[Requirements] Convert the entire listing below into a Markdown table with the columns Entry and Text, numbering each line in order and omitting any blank lines.

====

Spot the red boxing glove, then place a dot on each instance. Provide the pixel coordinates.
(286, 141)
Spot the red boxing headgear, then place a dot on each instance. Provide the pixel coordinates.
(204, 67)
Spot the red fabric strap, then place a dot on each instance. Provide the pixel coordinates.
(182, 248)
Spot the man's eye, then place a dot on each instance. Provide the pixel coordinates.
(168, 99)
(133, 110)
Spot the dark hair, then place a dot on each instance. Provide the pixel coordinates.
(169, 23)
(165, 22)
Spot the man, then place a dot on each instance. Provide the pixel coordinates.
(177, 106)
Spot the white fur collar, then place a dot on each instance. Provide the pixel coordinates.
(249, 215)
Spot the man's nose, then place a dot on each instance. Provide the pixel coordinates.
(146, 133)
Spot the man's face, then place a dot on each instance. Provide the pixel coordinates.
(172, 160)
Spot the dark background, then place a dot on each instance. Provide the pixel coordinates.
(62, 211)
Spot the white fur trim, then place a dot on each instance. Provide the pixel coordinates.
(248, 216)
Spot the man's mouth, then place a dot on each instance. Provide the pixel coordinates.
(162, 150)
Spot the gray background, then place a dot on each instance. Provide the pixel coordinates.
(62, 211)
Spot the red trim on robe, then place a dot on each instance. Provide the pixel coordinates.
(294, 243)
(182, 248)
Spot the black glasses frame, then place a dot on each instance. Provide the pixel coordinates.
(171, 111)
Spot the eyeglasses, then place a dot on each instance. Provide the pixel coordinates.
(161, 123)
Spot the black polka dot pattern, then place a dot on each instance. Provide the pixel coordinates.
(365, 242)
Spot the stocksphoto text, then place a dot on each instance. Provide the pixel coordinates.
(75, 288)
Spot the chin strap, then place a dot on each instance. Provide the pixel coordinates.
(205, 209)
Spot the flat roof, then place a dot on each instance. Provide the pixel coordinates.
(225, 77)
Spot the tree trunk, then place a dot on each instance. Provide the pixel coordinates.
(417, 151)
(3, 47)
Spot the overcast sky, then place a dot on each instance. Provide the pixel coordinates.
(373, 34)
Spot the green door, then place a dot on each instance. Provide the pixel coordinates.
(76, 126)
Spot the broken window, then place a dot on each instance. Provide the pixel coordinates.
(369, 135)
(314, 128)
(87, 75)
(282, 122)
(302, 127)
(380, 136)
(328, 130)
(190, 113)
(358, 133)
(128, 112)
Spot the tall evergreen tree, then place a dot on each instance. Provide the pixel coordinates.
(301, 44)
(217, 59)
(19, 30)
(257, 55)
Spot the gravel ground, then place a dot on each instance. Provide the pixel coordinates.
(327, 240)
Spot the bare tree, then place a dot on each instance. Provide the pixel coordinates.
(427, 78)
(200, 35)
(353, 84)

====

[Finished task]
| Entry | Text |
|---|---|
| 1 | Spot the red boxing glove, then place a dot on each instance. Provide the pixel coordinates. |
| 2 | (286, 141) |
| 3 | Spot the red boxing headgear, then place a dot on each instance. Provide the pixel coordinates. |
| 4 | (204, 67) |
| 5 | Spot the red fabric strap, then place a dot on each instance. Provide the pixel coordinates. |
| 6 | (182, 248) |
| 7 | Spot the man's eye, then place a dot on each instance. Provide the pixel coordinates. |
| 8 | (168, 99) |
| 9 | (133, 110) |
| 10 | Spot the dark hair, then place a dot on each instance. Provide the pixel coordinates. |
| 11 | (169, 23) |
| 12 | (165, 22) |
| 13 | Spot the man, then place a dot on each instance. Provide the pixel coordinates. |
| 14 | (177, 106) |
| 15 | Spot the white fur collar, then place a dot on each instance. Provide the pixel coordinates. |
| 16 | (249, 215) |
| 17 | Spot the man's nose, then place a dot on each instance. Provide the pixel coordinates. |
| 18 | (146, 133) |
| 19 | Spot the man's face, then place a dot on each instance. Provide the pixel coordinates. |
| 20 | (172, 160) |
| 21 | Spot the dark background, then place a dot on each instance. Provide the pixel coordinates. |
| 22 | (62, 211) |
| 23 | Spot the white fur trim, then place a dot on each instance. Provide the pixel coordinates. |
| 24 | (248, 216) |
| 25 | Spot the man's mouth, then place a dot on each instance. Provide the pixel coordinates. |
| 26 | (162, 150) |
| 27 | Spot the gray background, then place a dot on each instance. Provide the pixel coordinates. |
| 28 | (62, 211) |
| 29 | Spot the red trim on robe, then place a dot on each instance. Provide the pixel coordinates. |
| 30 | (294, 243) |
| 31 | (182, 248) |
| 32 | Spot the black glasses frame, then place a dot on each instance. Provide the pixel coordinates. |
| 33 | (171, 111) |
| 34 | Spot the eyeglasses, then place a dot on each instance. Provide the pixel coordinates. |
| 35 | (161, 123) |
| 36 | Spot the black polka dot pattern, then place a dot on each instance. Provide the pixel coordinates. |
| 37 | (365, 242) |
| 38 | Spot the stocksphoto text, then place a dot on each instance. Provide the pixel coordinates. |
| 39 | (75, 288) |
| 40 | Spot the chin strap, then place a dot on each instance. Provide the pixel coordinates. |
| 41 | (205, 209) |
| 42 | Spot the flat roof, then place a dot on each instance. Provide the pixel coordinates. |
| 43 | (225, 77) |
| 44 | Spot the tree trunk, then place a dot on each instance. Provide the pixel coordinates. |
| 45 | (417, 151) |
| 46 | (3, 47) |
| 47 | Spot the overcast sky, then place a dot on each instance. Provide the pixel coordinates. |
| 48 | (373, 34) |
| 49 | Spot the green door, then place a dot on each instance. Provide the pixel coordinates. |
| 50 | (76, 126) |
| 51 | Spot the broken window, then place a dot on each instance. Provide the pixel coordinates. |
| 52 | (369, 135) |
| 53 | (314, 128) |
| 54 | (87, 75) |
| 55 | (282, 122) |
| 56 | (302, 127) |
| 57 | (380, 136) |
| 58 | (328, 130) |
| 59 | (190, 113) |
| 60 | (358, 133) |
| 61 | (128, 112) |
| 62 | Spot the tall evergreen tree, then place a dot on each instance. Provide the pixel coordinates. |
| 63 | (301, 44) |
| 64 | (217, 59) |
| 65 | (19, 30) |
| 66 | (257, 55) |
| 67 | Spot the gravel ground, then place a dot on each instance. Provide the pixel coordinates. |
| 68 | (327, 240) |
| 69 | Spot the bare tree, then place a dot on each instance. Provide the pixel coordinates. |
| 70 | (427, 78) |
| 71 | (200, 35) |
| 72 | (353, 84) |